**Task requirements:**
An exact copy is needed of the lines from the line holding "Q: innermost point of each instance of the lower" through the final line of the listing below, both included.

**Record set:**
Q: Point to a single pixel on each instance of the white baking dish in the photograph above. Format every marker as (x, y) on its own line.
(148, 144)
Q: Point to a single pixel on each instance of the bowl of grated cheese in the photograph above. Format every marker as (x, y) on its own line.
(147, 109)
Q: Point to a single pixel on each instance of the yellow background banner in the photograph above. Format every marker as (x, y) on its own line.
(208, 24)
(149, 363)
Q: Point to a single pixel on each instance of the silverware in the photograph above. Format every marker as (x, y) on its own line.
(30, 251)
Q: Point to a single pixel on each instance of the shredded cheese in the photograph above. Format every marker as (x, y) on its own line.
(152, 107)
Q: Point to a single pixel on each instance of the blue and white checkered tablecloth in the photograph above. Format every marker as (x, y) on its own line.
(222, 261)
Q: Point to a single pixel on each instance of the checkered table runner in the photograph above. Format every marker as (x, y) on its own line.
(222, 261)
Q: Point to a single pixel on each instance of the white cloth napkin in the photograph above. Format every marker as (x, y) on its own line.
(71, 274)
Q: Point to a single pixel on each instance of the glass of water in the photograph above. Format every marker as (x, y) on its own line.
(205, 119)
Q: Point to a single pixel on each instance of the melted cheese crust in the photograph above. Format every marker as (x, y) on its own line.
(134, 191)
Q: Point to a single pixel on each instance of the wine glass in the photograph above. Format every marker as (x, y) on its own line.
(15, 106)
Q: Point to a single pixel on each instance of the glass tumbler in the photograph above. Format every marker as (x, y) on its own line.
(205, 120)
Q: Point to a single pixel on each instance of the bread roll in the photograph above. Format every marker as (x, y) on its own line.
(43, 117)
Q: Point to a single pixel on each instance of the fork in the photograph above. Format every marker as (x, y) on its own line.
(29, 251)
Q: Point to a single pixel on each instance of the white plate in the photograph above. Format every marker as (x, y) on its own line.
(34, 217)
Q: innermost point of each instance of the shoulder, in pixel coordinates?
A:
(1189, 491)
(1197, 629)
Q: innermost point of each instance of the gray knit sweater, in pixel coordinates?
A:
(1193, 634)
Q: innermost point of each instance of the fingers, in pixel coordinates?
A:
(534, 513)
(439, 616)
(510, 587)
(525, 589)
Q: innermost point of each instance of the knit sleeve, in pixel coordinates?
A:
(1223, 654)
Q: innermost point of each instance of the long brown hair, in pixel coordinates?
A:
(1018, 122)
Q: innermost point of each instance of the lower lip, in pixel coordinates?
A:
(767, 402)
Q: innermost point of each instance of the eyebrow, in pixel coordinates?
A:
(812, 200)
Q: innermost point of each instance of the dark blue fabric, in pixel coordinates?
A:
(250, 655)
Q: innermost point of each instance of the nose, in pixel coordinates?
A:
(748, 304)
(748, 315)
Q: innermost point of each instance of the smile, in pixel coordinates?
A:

**Answer for this exercise:**
Q: innermost point of each instance of the lower lip, in pixel coordinates?
A:
(767, 402)
Q: innermost point of each instance of the eyebrow, in pixel coordinates?
A:
(812, 200)
Q: innermost point of each instance of the dark blue fabric, in pixel coordinates?
A:
(250, 655)
Q: innermost point of each instance of the nose, in pixel coordinates?
A:
(748, 304)
(748, 315)
Q: innermost point of each instance of the smile, in pixel coordinates?
A:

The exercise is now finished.